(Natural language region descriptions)

[Start of section]

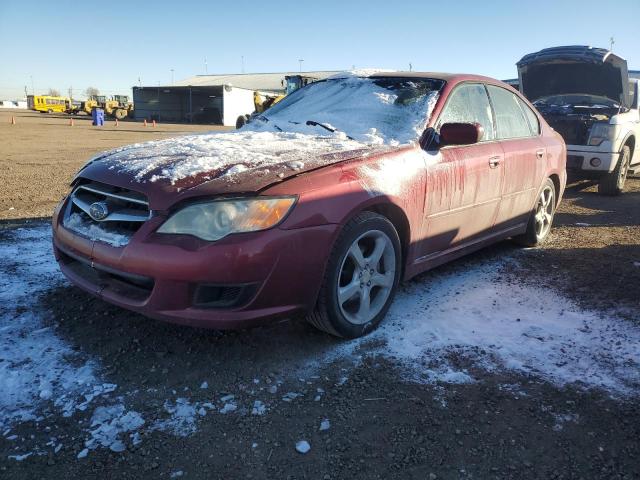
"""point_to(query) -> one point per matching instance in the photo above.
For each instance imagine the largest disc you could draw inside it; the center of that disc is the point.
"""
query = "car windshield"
(380, 110)
(577, 100)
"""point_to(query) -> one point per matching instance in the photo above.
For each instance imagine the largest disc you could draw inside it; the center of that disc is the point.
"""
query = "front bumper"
(160, 275)
(579, 160)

[End of section]

Return every entry unchanged and skip the pictures.

"""point_to(query) -> one point per matching instance in the photo above.
For each instance imagine the largest disc you could draw inside it; the center of that disc is the point.
"""
query = "car windshield"
(380, 110)
(577, 100)
"""point_to(query) -> one point per matching instance in the photo above.
For each instance imagine the largest disc you could draw inside it; the center of that disc is the point.
"""
query = "front bumper"
(160, 275)
(579, 160)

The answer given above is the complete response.